## 依頼 1
以下の記録のうち、冒頭から「Target: hillside slope」を含む行までを、両端の行も含めてそのまま繰り返してください。

## 抜粋テキスト
"""

プラテネス(著:幸村誠)を読んだ!
掲載誌:モーニング(講談社)
掲載期間:1999年 - 2004年
巻数:全4巻 (完結ではないのかも?)
プラテネスのあらすじ
物語の舞台は2070年代.。
人類は宇宙開発を順調に進めており、月面には宇宙開発のための母体となる居住施設や整備工場が建設されており、地球と月面の間には定期旅客便が運航されていました。
また、宇宙ステーションの建設も進められ、
既に宇宙生まれ、宇宙育ちの人類も誕生する世の中になっていました。
主人公の星野 八郎太(通称:ハチマキ)は、宇宙飛行士である父親の影響を受け、いつか自分だけの『宇宙船』を手に入れるため、宇宙空間で仕事をしています。
彼の職種は『掃除屋』です。
ただし、燃えるごみや燃えないごみ、缶やビンを回収するのではありません。
人類が宇宙へ進出する最中に、意図的、または意図せずに関わらず、
宇宙空間に撒き散らしてしまったゴミを回収する仕事です。
2070年代には、『スペースデブリ(デブリ)』と呼ばれる宇宙空間を漂うゴミは、宇宙開発を進める上で無視できない状況になっていました。
使い捨てにされた人工衛星やロケットの残骸、事故などで破損した部品が回収されずに地球の軌道上に漂い、地球と月を往来する旅客・貨物機との衝突事故がたびたび発生するようになっていたのです。
ハチマキは、宇宙ゴミ『デブリ』の回収仕事は、宇宙空間を行き来する全ての人の命に関わる大切な仕事であると理解しているのですが、
このままこの単調な仕事を続ける人生でいいのか、
それとも自分の夢である『宇宙船』を手に入れるために金と実績を手に入れることが出来る『デカイ仕事』を目指すべきか、
葛藤する日々を送っていました。
そんなある日、人類初の木星往還船の船員募集を知ったハチマキは、人生の自由を『宇宙船』をゲットすることで成し得るため、『デブリ』回収船を降りて、木星往還船船員募集を受けることにした。
ハチマキの後釜として回収船にやってきたのが、田名部愛(通称:タナベ)であった。
後任への引継ぎでタナベと一緒に居る時間が増えたハチマキであったが、
『一人で生きて一人で死ぬのが宇宙飛行士』であるという持論をもつハチマキと、
『全ての人との関わりには“愛”がある』が持論のタナベでは、
仕事からプライベートに至るまで悉くかみ合わず、ぶつかり合いを続けていた。

"""

## 依頼 2
上の抜粋テキストから、「人類が宇宙へ進出する最中に、意図的、または意図せずに関わらず、」から「するようになっていたのです。」までの部分を一字一句変えずに写すこと。

## 提示資料

"""

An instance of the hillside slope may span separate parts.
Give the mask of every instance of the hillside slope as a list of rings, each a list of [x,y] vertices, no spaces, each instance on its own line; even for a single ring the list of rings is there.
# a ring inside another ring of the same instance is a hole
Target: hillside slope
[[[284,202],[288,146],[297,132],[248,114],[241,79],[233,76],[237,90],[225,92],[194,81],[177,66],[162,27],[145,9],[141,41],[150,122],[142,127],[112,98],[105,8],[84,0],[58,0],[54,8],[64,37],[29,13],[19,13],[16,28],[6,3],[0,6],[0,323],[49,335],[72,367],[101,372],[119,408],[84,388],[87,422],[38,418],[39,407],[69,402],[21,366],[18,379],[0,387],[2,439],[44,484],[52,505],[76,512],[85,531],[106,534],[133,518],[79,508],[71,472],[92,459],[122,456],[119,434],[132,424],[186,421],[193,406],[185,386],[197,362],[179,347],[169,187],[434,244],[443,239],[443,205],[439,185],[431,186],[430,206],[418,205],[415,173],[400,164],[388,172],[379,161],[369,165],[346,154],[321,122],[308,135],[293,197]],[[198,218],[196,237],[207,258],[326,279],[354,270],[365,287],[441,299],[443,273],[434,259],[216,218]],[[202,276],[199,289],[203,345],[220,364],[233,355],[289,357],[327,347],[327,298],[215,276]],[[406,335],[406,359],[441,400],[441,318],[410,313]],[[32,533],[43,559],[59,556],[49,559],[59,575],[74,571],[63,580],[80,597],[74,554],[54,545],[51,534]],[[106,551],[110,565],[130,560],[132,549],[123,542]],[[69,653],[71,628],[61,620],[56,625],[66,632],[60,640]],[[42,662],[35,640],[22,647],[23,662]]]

"""

## 出力結果 1
An instance of the hillside slope may span separate parts.
Give the mask of every instance of the hillside slope as a list of rings, each a list of [x,y] vertices, no spaces, each instance on its own line; even for a single ring the list of rings is there.
# a ring inside another ring of the same instance is a hole
Target: hillside slope

## 出力結果 2
人類が宇宙へ進出する最中に、意図的、または意図せずに関わらず、
宇宙空間に撒き散らしてしまったゴミを回収する仕事です。
2070年代には、『スペースデブリ(デブリ)』と呼ばれる宇宙空間を漂うゴミは、宇宙開発を進める上で無視できない状況になっていました。
使い捨てにされた人工衛星やロケットの残骸、事故などで破損した部品が回収されずに地球の軌道上に漂い、地球と月を往来する旅客・貨物機との衝突事故がたびたび発生するようになっていたのです。